_GIVEN PROBLEM A_
Could you retype everything in the football piece below, from "Not in this" down to "do the maths.", keeping every character as it stands?
════════════════════
Anything is possible?

This is the best time of year for a football fan; the optimism, the dreams, the anticipation and above all, curiosity. In theory, even Fulham can win the league; if 7 of their players became world-class, but alas it isn’t going to happen.

Sunday, August 02, 2009

This is the best time of year for a football fan; the optimism, the dreams, the anticipation and above all, curiosity. In theory, even Fulham can win the league; if 7 of their players became world-class, but alas it isn’t going to happen.

Not in this time and age; the days when Derby County, Nottingham Forest, Aston Villa, Man City, Huddersfield, Leeds and Blackburn could win the league are over for now. Any Premiership team can put 11 good players on the pitch but to win the cup, you need 22 world-class players; that would cost you $200m a year, when the prize money is $150 – do the maths.

When you look at West Ham in the late 90’s to  2000’s then you see a potential championship team that failed to stay together; Rio Ferdinand, Frank Lampard, Joe Cole, Freddie Kanoute, Glenn Johnson, Michael Carrick, Nigel Reo-Coker, Jermaine Defoe, Anton Ferdinand, and the list goes on.

If they had the money to hold on to all those players then a title was certainly a possibility but instead they ended up bankrupt and relegated. In the old days, the title wasn’t everything, there are teams from the past that ended up in folklore without winning the title; like Ron Atkinson’s West Brom of the 70’s who were the Arsenal of their day with great black players like Cyril Regis – a definitive no.9, Brendan Batsen a marauding wing-back and the unplayable playmaker Lawrie Cunningham who was admired by Pele but sadly died of a car crash after signing for Barcelona.
════════════════════
_GIVEN PROBLEM B_
Which lines in the entries below contain the string "flip"? Pick out each one, and treat uppercase and lowercase as different.
════════════════════
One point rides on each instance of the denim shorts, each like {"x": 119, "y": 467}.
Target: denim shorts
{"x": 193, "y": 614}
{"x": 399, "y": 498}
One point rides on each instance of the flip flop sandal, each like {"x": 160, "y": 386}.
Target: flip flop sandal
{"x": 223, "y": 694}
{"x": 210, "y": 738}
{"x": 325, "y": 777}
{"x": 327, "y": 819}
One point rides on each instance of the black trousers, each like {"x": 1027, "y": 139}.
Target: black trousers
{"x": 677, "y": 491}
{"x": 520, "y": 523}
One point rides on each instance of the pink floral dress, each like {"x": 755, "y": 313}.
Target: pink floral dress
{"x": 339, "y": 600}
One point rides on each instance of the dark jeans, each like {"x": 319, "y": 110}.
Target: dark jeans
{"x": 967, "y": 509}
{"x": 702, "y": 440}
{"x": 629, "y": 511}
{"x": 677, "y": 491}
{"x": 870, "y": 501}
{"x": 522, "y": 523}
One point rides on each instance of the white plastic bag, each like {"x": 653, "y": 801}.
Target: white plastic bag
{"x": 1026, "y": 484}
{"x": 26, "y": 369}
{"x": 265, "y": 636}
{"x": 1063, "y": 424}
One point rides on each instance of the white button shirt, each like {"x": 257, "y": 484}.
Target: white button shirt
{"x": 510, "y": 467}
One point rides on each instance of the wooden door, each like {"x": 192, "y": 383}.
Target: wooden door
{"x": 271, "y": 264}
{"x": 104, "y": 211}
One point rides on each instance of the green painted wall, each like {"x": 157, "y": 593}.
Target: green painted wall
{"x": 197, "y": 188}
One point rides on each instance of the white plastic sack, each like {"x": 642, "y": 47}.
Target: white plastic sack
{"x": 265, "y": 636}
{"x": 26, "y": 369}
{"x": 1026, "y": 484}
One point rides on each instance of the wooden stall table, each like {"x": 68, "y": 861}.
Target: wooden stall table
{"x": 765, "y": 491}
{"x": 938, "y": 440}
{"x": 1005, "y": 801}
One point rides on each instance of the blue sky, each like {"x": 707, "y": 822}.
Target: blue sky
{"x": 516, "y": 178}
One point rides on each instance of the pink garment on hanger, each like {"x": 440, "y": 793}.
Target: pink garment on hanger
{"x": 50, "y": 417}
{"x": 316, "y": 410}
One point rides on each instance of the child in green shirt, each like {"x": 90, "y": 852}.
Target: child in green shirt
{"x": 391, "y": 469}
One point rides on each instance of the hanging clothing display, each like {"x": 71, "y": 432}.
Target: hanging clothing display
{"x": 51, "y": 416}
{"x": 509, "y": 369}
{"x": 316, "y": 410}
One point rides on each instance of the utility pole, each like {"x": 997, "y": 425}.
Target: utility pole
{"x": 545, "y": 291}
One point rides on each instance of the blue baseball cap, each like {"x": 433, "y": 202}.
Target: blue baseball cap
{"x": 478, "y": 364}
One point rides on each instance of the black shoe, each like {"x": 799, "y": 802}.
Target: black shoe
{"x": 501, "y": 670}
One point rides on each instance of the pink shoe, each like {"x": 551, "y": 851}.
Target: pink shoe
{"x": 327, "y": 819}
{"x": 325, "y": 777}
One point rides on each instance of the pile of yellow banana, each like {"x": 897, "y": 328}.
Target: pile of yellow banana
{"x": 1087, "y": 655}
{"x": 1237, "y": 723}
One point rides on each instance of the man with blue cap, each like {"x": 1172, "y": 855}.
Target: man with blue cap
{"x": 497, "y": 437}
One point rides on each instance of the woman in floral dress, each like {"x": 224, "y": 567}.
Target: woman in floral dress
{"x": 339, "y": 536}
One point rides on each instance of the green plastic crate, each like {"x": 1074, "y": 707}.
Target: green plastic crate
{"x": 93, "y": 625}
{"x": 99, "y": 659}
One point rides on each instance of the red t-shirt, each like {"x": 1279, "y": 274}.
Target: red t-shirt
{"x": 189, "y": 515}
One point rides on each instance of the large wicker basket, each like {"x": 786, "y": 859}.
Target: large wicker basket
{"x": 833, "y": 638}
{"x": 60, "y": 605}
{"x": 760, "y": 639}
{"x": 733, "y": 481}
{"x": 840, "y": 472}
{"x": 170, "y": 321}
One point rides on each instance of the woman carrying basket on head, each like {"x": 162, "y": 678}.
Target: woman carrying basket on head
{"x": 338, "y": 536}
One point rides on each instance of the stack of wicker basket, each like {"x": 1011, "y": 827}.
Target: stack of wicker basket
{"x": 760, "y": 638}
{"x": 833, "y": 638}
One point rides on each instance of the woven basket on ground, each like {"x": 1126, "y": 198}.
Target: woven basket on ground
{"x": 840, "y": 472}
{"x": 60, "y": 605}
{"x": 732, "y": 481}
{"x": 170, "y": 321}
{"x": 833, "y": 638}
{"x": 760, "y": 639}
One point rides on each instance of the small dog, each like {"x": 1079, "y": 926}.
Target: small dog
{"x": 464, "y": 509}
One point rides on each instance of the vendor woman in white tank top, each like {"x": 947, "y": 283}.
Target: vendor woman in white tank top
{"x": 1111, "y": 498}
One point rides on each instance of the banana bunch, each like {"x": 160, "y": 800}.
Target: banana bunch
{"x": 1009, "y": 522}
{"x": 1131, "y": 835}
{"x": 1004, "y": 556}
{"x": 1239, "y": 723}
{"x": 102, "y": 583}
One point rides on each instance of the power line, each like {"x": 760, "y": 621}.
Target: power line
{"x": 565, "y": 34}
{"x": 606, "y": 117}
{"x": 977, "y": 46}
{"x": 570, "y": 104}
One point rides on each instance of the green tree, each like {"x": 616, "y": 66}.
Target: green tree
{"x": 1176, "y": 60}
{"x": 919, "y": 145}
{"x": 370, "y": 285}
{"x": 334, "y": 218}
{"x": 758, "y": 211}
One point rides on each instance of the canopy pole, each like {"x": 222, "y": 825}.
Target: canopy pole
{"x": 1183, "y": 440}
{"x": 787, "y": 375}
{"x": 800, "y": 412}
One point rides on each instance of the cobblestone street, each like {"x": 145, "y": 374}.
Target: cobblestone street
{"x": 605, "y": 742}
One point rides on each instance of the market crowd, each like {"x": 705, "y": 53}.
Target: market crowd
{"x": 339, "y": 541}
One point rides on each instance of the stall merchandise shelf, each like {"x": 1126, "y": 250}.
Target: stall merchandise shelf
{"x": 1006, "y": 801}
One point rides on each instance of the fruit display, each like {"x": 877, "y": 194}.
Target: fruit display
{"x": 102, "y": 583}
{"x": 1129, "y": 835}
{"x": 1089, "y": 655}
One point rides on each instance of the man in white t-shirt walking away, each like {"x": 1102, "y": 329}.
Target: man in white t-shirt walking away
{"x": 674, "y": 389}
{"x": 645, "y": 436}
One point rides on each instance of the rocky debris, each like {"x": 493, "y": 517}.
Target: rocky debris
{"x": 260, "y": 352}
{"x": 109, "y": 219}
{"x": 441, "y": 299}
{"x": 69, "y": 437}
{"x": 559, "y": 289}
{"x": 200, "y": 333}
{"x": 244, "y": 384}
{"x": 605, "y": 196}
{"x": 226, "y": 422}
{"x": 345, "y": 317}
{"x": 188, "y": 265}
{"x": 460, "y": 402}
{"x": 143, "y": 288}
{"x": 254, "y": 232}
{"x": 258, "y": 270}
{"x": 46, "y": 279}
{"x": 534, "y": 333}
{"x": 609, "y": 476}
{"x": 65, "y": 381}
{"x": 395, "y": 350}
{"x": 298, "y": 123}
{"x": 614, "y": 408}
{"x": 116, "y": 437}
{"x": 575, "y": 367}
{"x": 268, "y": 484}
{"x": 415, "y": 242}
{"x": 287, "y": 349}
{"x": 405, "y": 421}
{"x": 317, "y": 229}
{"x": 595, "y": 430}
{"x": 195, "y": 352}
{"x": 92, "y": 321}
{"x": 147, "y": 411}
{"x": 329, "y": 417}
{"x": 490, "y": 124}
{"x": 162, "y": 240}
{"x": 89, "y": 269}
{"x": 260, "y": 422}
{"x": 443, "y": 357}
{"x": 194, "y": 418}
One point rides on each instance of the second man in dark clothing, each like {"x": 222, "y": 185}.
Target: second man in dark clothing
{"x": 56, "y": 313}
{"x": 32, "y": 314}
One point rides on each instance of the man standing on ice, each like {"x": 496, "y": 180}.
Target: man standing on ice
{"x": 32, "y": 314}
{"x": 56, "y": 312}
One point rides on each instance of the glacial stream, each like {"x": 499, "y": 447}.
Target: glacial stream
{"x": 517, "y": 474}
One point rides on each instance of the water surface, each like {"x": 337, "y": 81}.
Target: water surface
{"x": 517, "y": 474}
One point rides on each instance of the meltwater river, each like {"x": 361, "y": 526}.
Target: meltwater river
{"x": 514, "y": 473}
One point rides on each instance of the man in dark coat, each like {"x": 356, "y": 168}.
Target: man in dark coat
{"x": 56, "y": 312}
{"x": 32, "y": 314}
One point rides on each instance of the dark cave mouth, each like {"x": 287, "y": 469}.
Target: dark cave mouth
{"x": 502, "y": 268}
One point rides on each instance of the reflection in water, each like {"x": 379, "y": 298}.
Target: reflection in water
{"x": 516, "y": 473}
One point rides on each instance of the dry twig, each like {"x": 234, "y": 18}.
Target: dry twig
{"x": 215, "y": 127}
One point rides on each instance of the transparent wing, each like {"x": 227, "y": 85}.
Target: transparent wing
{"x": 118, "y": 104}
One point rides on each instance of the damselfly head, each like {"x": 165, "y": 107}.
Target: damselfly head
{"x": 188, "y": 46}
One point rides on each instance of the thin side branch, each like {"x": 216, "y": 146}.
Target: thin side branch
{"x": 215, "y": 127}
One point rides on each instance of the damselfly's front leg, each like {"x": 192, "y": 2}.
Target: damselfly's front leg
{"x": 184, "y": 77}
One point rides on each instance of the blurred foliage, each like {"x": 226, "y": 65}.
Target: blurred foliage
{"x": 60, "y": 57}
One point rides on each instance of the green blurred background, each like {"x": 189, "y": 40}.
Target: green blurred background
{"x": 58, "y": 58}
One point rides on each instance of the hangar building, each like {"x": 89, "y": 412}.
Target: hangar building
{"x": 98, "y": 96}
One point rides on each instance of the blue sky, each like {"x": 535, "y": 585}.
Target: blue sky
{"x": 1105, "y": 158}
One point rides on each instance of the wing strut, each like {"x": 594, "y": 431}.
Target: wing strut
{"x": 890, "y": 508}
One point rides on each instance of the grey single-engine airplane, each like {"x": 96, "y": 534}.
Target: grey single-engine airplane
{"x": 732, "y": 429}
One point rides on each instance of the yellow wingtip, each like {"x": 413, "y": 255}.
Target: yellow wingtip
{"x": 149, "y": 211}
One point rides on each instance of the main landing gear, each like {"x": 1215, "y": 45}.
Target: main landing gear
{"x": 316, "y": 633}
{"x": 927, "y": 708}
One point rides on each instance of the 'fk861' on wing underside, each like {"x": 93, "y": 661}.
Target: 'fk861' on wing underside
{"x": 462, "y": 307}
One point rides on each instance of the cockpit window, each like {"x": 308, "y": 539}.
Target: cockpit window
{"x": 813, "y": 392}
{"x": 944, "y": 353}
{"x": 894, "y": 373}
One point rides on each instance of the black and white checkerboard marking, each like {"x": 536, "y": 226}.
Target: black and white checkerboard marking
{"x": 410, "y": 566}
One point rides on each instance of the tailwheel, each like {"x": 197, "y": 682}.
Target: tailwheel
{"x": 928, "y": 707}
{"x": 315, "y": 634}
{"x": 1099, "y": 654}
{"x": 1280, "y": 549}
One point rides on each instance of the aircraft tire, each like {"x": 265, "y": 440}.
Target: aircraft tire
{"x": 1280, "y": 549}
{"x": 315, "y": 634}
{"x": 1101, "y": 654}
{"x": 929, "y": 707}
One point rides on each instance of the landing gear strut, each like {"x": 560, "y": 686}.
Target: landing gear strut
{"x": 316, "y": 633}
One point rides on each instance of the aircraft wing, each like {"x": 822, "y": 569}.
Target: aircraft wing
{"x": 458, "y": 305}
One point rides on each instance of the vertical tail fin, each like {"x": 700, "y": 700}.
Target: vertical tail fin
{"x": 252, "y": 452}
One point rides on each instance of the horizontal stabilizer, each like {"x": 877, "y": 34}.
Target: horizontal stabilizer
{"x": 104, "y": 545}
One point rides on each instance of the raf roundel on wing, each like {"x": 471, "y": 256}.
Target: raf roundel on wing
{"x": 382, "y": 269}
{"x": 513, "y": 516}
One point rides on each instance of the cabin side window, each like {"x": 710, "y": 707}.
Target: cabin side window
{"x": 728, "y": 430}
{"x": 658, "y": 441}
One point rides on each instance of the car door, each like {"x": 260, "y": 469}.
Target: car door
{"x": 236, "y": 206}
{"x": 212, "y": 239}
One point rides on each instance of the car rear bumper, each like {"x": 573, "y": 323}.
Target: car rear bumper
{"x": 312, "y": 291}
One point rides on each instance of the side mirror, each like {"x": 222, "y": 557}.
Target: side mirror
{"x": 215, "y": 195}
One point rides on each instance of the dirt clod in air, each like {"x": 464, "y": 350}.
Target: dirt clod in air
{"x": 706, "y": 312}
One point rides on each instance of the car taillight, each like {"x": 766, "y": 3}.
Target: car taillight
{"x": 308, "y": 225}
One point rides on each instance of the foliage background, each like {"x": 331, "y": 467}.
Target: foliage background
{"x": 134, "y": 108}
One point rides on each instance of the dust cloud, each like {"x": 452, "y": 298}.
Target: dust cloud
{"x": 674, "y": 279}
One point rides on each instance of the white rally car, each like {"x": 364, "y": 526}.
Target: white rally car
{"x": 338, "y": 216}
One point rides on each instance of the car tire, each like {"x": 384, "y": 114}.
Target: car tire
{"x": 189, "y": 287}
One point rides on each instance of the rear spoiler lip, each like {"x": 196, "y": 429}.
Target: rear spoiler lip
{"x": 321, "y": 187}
════════════════════
_RESULT A_
Not in this time and age; the days when Derby County, Nottingham Forest, Aston Villa, Man City, Huddersfield, Leeds and Blackburn could win the league are over for now. Any Premiership team can put 11 good players on the pitch but to win the cup, you need 22 world-class players; that would cost you $200m a year, when the prize money is $150 – do the maths.

_RESULT B_
One point rides on each instance of the flip flop sandal, each like {"x": 160, "y": 386}.
Target: flip flop sandal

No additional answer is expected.